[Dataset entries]
____

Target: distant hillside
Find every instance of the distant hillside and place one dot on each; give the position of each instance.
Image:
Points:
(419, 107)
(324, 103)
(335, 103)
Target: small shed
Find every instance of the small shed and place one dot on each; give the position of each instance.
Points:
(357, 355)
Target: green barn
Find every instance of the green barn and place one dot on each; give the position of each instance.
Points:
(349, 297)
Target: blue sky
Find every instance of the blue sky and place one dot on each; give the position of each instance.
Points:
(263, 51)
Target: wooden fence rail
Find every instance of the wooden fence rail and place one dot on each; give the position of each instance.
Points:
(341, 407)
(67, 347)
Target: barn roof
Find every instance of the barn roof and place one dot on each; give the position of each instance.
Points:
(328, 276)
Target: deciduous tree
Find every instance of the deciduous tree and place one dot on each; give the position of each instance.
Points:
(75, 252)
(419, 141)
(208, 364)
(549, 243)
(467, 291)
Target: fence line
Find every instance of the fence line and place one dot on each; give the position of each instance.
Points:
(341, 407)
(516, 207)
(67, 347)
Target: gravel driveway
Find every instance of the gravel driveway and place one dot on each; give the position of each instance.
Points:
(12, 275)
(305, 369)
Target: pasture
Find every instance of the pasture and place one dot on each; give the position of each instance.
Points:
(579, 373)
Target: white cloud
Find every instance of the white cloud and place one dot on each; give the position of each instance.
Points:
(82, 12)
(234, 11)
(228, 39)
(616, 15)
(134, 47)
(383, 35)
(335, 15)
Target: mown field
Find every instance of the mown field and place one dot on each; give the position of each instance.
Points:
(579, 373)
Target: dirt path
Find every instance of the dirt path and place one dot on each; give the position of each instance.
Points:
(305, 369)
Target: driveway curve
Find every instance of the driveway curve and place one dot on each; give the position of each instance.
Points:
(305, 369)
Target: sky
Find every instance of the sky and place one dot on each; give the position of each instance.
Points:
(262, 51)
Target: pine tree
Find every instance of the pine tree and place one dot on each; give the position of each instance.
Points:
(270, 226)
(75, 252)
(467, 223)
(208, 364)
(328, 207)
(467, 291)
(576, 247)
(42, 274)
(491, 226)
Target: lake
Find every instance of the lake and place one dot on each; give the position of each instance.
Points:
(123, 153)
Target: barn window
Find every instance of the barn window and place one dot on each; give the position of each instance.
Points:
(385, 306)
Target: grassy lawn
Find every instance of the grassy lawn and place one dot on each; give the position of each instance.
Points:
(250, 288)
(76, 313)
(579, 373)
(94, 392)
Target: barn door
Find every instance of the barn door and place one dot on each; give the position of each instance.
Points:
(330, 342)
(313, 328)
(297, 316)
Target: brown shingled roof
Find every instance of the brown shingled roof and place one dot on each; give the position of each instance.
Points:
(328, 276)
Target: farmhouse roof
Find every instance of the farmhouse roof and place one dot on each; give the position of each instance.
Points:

____

A word-for-word copy of all the entries is required.

### Problem solution
Target: distant hillside
Find every instance of the distant hillside and place one dot on each; give the position of each instance.
Image:
Points:
(419, 107)
(324, 103)
(335, 103)
Target: small shed
Find every instance of the small shed and place one dot on each; give the position of each instance.
Points:
(357, 355)
Target: green barn
Find every instance of the green barn and place one dot on each; give the position of each instance.
Points:
(349, 297)
Target: blue sky
Find every instance of the blue sky and place one dot on each; give the position of each instance.
Points:
(263, 51)
Target: wooden fence rail
Find every instance of the wooden fence rail and place one dot on each; give the position of each instance.
Points:
(341, 407)
(67, 347)
Target: barn roof
Find every instance of the barn roof and place one dot on each; give the position of each instance.
Points:
(328, 276)
Target: deciduous tree
Find every instance of the deciduous tree and place one dot on each; give the position of each instance.
Points:
(75, 252)
(419, 141)
(208, 364)
(549, 243)
(467, 291)
Target: fence line
Find every instance of the fence line and place one dot on each; give the position of each instance.
Points:
(341, 407)
(516, 207)
(67, 347)
Target: gravel driveway
Find every instance of the gravel driveway and place one dot on each; give the position of each instance.
Points:
(12, 275)
(305, 369)
Target: pasture
Find every instance of the pasture and place one dot on each; give the position of each instance.
Points:
(579, 373)
Target: white cloud
Find every instance of the white cloud and place one dot on each; give the position of each instance.
Points:
(82, 12)
(234, 11)
(228, 39)
(616, 15)
(134, 47)
(383, 35)
(335, 15)
Target: mown field
Find every instance of the mown field and place one dot on each; give the position of each instance.
Points:
(579, 373)
Target: dirt path
Find every instance of the dirt path and place one dot on each; give the position of each instance.
Points:
(305, 369)
Target: driveway curve
Find every instance of the driveway curve and place one dot on each; give the position of each instance.
Points:
(305, 369)
Target: sky
Find every instance of the sky and place one dot on each; give the position of each instance.
Points:
(262, 51)
Target: pine tree
Find every instance of the pine tree and place one dot on each; give the position of each instance.
Points:
(270, 226)
(75, 252)
(467, 223)
(208, 364)
(328, 207)
(467, 291)
(576, 247)
(42, 274)
(491, 226)
Target: lake
Find every instance of the lake and place one dot on each; give the position of each instance.
Points:
(123, 153)
Target: barn window
Find every instance of the barn window and place one dot on each; give the position of each instance.
Points:
(385, 306)
Target: grassy lawn
Find every instance of the grassy lawn and place one dot on each; give the position of each instance.
Points:
(250, 288)
(76, 313)
(579, 373)
(94, 392)
Target: barn door
Find every instance of the barn door and place one dot on each; give the position of each instance.
Points:
(330, 342)
(313, 328)
(297, 316)
Target: brown shingled roof
Find every instance of the brown shingled roof and place one dot on each; give the position of each instance.
Points:
(328, 276)
Target: farmhouse roof
Find every instance of the farmhouse roof and place one dot on each; give the position of each instance.
Points:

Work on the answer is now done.